(Image-grounded pointing data)
++++++

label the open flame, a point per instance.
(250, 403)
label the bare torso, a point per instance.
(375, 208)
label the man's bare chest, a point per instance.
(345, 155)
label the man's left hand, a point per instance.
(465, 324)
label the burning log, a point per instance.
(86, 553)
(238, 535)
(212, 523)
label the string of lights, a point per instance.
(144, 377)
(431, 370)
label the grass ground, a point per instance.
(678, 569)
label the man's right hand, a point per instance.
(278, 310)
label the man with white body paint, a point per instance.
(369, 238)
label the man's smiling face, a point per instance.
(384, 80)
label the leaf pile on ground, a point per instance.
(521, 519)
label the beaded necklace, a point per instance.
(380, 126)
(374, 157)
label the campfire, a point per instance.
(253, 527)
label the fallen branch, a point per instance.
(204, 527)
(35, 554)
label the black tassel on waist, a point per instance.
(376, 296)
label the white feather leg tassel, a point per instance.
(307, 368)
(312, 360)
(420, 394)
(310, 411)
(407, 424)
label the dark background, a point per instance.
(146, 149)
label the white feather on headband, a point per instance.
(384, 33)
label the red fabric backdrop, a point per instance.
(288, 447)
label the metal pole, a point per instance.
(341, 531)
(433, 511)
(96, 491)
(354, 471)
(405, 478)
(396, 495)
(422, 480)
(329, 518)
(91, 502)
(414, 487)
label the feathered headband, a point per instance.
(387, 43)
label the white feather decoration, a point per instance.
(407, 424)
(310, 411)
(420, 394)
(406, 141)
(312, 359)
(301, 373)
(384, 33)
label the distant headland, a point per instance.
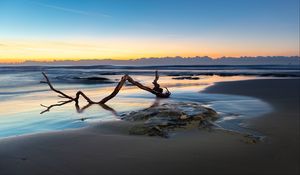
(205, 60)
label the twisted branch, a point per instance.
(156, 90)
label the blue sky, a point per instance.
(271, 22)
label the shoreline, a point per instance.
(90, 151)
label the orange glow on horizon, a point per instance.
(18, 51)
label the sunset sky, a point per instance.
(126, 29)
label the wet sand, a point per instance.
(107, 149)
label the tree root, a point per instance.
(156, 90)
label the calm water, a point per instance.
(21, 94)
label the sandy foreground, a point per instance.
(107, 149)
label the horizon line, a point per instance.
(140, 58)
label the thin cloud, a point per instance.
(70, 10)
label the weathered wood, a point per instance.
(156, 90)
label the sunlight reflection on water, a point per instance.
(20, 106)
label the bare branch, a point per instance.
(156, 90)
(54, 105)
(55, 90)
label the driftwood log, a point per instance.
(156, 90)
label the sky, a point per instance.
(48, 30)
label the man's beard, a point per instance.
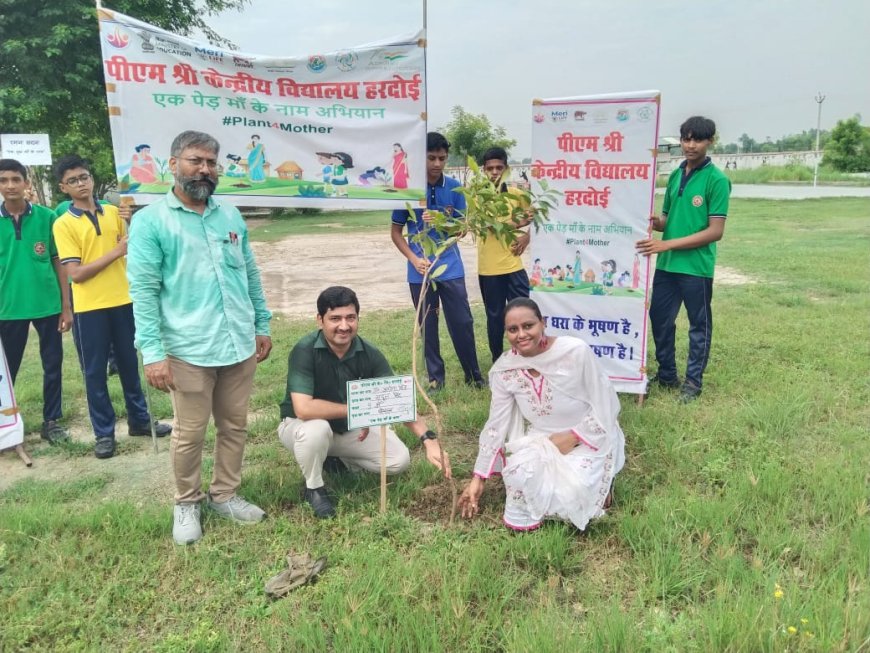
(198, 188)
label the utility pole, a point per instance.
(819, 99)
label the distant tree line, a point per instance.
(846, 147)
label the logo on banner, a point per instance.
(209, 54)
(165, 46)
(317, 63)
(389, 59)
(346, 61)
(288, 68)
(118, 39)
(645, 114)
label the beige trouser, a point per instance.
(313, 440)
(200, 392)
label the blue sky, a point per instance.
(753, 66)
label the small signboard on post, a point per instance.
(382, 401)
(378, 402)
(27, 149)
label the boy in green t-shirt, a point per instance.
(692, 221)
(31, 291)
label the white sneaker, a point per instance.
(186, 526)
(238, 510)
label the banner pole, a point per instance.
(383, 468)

++++++

Write out the records exactly. Do not carry the pictures over.

Answer to the problem:
label the open flame, a point per instance.
(250, 403)
label the bare torso, a point per instance.
(375, 208)
label the man's bare chest, a point per instance.
(345, 155)
label the man's left hand, a point per instance.
(465, 324)
label the burning log, a point per instance.
(86, 553)
(238, 535)
(212, 523)
label the string of lights, a point per instance.
(144, 377)
(431, 370)
label the grass ground, a point per instance.
(678, 569)
label the man's right hand, a point per instance.
(278, 310)
label the man with white body paint, a point per instance.
(369, 238)
label the man's smiling face, a point per instance.
(384, 80)
label the leaf pile on ground, a point per instance.
(521, 519)
label the beaded necklace, a point per instance.
(380, 126)
(374, 157)
label the campfire, a point per instance.
(253, 527)
label the fallen branch, a point per instance.
(204, 527)
(35, 554)
label the black tassel on waist, a point per instance.
(376, 296)
label the white feather leg tassel, a point per instance.
(307, 368)
(312, 360)
(420, 394)
(310, 411)
(407, 424)
label the dark background, a point per instance.
(146, 149)
label the white feather on headband, a point per instance.
(384, 33)
label the red fabric backdrop, a point per instance.
(288, 447)
label the metal pole, a point per instance.
(341, 531)
(433, 511)
(96, 491)
(354, 471)
(405, 478)
(396, 495)
(422, 480)
(329, 518)
(91, 502)
(414, 487)
label the feathered headband, a point per instance.
(387, 43)
label the white feather decoration, a point per instance.
(407, 424)
(310, 411)
(420, 394)
(406, 141)
(312, 359)
(301, 373)
(384, 33)
label the distant headland, a point per instance.
(205, 60)
label the twisted branch, a point per instance.
(156, 90)
label the blue sky, a point per instance.
(271, 22)
label the shoreline, a point per instance.
(90, 151)
label the orange glow on horizon, a point per instance.
(18, 51)
label the sunset sky, a point per instance.
(126, 29)
label the wet sand, a point per instance.
(107, 149)
label the tree root, a point per instance.
(156, 90)
label the calm water, a point per instance.
(21, 94)
label the sandy foreground, a point per instance.
(107, 149)
label the horizon line, a point per instance.
(140, 58)
label the thin cloud, a point per instance.
(70, 10)
label the weathered wood, a point per instance.
(156, 90)
label the sunlight reflection on water, a point per instance.
(20, 106)
label the bare branch, a point per instance.
(156, 90)
(54, 105)
(55, 90)
label the driftwood log, a point per instance.
(156, 90)
label the sky, a point per instance.
(48, 30)
label the man's beard, a point per instance.
(198, 188)
label the utility pole, a point per instance.
(819, 99)
label the distant tree line, a point per instance.
(846, 147)
label the logo on banner, a point per instance.
(209, 54)
(165, 46)
(317, 63)
(389, 59)
(346, 61)
(288, 68)
(118, 39)
(645, 114)
label the beige trouser, a point per instance.
(313, 440)
(200, 392)
label the blue sky, a point per instance.
(753, 66)
label the small signboard on post, a point per instance.
(382, 401)
(378, 402)
(27, 149)
label the boy in green t-shirt, a point per instance.
(692, 221)
(31, 291)
label the white sneaker, a point per instance.
(186, 526)
(238, 510)
label the banner pole, a point per instance.
(383, 468)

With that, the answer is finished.